======== Exercise material

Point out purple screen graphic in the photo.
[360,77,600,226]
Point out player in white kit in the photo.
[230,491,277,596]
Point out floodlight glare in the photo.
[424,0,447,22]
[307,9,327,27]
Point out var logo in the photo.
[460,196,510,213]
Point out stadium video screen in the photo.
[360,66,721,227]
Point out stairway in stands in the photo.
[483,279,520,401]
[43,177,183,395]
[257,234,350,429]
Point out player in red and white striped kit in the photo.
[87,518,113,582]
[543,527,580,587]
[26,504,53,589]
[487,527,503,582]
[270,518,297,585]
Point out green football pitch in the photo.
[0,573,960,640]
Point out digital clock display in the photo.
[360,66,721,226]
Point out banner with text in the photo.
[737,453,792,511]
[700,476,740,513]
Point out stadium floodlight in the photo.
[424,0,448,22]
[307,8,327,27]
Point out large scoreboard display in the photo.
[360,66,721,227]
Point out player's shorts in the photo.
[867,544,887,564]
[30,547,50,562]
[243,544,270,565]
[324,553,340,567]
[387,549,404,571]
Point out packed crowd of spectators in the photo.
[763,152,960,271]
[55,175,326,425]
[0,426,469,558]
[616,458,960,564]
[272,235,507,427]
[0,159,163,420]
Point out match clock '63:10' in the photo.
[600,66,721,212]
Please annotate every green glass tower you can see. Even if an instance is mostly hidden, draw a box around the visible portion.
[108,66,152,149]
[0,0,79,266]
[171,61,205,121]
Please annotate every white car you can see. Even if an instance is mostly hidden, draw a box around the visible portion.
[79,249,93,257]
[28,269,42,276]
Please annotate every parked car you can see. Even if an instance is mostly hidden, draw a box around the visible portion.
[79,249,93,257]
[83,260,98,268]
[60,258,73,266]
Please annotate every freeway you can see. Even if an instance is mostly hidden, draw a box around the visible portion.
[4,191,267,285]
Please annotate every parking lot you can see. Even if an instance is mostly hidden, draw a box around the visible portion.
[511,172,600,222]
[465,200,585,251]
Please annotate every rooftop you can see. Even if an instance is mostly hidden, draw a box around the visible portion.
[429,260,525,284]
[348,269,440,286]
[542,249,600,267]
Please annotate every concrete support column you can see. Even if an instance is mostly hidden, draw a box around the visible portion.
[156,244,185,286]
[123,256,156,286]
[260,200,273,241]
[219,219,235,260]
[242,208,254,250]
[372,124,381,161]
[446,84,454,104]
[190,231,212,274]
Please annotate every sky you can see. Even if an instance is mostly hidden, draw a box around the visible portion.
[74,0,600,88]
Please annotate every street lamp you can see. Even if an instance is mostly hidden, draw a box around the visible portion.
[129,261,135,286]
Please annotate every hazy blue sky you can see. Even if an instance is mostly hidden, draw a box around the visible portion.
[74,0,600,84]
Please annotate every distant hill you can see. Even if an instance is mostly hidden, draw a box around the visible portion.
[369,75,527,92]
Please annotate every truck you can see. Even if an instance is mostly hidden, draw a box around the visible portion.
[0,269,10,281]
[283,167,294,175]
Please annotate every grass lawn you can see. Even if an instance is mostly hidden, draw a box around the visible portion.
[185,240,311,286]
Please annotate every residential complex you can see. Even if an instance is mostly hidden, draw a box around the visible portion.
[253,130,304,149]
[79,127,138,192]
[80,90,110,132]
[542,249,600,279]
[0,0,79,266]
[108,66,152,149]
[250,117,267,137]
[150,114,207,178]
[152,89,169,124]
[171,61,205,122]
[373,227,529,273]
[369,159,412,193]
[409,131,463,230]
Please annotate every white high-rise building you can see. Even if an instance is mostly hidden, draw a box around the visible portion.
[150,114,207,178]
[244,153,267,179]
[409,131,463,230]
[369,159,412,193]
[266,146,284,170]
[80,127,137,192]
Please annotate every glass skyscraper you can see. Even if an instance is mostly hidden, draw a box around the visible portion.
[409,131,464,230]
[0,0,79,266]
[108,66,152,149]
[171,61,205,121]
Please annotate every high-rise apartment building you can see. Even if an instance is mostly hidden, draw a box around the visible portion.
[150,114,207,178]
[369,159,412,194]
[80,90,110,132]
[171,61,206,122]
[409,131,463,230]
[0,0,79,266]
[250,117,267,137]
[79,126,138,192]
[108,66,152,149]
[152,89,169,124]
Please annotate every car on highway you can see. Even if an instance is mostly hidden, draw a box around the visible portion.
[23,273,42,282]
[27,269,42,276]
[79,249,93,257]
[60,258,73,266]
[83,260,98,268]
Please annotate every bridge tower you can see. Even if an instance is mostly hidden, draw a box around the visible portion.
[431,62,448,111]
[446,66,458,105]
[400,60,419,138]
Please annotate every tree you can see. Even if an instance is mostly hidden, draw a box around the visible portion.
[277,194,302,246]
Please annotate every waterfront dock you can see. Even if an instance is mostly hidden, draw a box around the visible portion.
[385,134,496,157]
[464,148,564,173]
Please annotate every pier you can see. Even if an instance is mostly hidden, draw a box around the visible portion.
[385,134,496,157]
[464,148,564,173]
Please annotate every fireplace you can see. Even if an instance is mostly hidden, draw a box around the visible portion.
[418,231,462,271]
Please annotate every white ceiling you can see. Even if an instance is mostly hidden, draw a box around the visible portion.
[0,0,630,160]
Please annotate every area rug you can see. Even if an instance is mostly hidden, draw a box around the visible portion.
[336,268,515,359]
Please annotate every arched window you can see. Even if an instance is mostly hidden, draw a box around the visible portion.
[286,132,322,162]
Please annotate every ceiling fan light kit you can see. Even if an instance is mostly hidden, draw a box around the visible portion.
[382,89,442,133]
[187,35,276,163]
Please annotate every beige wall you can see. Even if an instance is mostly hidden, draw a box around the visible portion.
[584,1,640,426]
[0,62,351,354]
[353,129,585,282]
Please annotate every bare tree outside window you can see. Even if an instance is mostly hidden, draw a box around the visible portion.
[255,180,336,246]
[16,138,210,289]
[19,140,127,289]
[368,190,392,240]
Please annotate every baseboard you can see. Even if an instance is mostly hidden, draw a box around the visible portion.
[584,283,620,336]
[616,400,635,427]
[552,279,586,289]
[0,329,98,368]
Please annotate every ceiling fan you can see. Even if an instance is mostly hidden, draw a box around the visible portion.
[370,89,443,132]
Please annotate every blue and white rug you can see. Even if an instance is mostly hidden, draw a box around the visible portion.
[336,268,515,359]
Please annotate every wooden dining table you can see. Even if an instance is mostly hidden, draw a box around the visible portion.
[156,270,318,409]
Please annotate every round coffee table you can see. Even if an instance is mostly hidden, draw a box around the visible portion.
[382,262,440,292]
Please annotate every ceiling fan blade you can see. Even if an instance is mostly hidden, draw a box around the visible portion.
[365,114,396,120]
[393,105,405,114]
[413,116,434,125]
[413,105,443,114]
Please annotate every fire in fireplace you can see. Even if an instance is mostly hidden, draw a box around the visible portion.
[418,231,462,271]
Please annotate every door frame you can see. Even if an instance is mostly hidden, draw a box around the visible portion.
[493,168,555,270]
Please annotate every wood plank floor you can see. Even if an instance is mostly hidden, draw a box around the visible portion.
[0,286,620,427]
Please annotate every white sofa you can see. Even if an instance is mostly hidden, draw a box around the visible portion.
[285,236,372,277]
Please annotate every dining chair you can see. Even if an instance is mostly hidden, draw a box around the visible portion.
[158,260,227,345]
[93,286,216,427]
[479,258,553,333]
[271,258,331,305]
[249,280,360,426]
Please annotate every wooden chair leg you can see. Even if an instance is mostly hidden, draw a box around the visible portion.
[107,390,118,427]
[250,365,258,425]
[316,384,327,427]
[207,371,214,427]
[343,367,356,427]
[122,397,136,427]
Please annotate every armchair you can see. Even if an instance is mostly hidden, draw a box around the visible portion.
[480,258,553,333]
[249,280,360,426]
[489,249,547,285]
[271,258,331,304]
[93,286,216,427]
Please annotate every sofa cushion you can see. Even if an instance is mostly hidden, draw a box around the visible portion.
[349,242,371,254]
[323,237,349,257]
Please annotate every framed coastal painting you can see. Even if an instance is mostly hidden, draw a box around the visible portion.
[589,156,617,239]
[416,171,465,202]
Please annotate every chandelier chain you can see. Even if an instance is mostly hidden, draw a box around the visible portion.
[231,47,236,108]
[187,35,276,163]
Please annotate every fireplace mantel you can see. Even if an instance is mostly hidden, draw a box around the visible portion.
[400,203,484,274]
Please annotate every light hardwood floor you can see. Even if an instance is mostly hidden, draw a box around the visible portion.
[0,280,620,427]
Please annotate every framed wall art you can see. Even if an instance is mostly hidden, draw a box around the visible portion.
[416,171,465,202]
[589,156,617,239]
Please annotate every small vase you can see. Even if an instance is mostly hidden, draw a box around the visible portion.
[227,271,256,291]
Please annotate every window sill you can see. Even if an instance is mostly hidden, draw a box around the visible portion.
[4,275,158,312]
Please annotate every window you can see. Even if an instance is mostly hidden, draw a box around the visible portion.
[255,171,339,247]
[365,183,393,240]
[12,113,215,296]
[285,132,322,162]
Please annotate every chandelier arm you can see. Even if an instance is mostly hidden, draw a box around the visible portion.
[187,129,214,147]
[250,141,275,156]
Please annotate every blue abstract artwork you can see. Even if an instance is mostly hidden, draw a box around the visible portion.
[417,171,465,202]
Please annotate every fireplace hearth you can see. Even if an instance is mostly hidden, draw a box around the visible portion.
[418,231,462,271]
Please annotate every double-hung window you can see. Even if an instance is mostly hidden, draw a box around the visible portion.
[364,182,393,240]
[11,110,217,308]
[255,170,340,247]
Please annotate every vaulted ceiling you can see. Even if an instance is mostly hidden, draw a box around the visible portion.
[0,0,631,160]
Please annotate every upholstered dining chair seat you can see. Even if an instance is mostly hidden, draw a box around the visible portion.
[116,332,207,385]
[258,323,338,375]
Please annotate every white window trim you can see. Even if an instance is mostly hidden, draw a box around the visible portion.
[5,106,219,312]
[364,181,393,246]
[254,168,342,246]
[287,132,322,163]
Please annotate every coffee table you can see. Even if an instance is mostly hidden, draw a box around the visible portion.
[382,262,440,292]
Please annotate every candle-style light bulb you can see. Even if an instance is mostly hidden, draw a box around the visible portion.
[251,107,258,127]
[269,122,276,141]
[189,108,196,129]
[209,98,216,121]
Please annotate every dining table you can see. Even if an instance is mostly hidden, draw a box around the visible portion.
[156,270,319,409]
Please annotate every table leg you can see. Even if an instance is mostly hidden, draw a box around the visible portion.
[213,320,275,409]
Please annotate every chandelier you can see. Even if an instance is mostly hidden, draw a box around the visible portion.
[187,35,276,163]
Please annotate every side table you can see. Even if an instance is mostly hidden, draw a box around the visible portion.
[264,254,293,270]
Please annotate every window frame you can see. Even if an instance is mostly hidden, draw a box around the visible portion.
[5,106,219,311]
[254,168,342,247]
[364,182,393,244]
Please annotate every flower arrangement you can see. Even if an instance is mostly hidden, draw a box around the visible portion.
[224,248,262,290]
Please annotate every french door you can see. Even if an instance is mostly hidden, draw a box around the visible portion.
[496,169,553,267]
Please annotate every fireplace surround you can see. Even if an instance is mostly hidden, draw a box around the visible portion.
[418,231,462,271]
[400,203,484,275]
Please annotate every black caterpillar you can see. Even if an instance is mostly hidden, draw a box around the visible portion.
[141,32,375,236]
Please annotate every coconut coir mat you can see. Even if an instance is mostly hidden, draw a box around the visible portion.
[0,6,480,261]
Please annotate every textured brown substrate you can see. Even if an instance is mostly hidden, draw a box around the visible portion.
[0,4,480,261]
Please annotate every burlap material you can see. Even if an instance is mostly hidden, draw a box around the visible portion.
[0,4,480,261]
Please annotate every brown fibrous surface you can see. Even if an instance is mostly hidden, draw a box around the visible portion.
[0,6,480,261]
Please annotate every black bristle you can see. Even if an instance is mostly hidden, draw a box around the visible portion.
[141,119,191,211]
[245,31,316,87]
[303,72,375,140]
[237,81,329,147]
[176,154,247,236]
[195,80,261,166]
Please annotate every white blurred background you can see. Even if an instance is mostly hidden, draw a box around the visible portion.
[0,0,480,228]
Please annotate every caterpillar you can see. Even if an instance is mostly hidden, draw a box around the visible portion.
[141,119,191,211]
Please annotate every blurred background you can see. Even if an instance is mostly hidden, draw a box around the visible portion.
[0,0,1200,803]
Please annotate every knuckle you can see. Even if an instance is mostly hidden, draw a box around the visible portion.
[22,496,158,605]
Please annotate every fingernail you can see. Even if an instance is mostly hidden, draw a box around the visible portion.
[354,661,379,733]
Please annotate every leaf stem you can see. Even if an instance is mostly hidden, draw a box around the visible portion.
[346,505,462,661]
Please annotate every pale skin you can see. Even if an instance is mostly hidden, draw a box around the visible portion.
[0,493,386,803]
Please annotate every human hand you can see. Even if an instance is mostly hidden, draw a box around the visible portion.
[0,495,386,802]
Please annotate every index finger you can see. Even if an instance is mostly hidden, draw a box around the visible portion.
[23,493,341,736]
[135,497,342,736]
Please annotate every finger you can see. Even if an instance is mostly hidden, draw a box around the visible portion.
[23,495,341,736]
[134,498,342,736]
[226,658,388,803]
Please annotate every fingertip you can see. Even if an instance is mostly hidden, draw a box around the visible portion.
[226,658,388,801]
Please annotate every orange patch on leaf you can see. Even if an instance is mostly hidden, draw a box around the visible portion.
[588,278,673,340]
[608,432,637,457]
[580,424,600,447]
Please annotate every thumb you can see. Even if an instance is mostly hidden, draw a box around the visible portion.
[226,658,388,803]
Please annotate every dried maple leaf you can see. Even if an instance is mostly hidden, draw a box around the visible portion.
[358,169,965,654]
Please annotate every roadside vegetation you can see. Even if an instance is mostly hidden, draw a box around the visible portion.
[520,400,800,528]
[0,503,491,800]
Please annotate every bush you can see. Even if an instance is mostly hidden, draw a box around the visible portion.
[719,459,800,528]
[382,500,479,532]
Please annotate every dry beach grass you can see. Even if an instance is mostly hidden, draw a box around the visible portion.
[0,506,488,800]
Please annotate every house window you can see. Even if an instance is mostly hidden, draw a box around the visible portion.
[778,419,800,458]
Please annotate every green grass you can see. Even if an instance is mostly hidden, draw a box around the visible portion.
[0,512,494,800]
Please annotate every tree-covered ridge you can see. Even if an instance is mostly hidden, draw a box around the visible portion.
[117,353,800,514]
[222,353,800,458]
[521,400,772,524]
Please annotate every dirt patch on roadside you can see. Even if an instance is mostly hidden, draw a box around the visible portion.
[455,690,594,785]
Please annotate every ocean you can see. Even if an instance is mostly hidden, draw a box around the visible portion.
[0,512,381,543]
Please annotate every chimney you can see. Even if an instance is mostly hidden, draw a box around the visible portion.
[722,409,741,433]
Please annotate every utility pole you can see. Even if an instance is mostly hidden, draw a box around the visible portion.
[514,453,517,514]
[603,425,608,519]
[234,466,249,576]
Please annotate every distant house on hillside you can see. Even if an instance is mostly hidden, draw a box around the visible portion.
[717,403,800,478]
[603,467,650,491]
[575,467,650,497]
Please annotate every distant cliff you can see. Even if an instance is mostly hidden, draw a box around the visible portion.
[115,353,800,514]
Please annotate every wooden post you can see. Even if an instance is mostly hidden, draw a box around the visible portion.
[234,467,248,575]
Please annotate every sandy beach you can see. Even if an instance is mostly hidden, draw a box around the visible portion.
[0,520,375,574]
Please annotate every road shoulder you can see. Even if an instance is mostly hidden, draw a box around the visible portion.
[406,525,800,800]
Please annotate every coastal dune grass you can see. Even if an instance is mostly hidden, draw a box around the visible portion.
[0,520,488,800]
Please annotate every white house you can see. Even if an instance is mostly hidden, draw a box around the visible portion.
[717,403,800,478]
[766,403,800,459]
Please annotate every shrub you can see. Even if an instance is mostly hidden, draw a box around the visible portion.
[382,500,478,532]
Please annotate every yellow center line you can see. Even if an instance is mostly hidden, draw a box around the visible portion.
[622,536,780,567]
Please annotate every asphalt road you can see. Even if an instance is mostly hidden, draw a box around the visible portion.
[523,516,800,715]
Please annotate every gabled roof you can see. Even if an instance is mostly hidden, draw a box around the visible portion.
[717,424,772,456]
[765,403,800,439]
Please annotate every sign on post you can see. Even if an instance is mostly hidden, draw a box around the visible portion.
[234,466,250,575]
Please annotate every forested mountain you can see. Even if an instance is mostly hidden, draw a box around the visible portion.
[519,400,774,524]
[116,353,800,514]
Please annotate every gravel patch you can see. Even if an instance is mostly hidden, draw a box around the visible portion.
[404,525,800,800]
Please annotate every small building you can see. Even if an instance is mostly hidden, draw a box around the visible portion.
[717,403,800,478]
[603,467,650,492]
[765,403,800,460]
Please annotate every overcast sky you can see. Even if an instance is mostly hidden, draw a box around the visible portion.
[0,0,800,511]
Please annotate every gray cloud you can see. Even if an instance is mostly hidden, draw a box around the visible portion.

================

### [Exercise requirements]
Identify every line of the entries that contains the word "tower", and copy each such line in full. Letter case must match.

### [Answer for this exercise]
Please annotate every green glass tower you can see. Even if an instance is mostly hidden, draw a box around the visible portion.
Please annotate every bridge tower you can see. Even if an instance is mostly hidden, draw a box around the visible portion.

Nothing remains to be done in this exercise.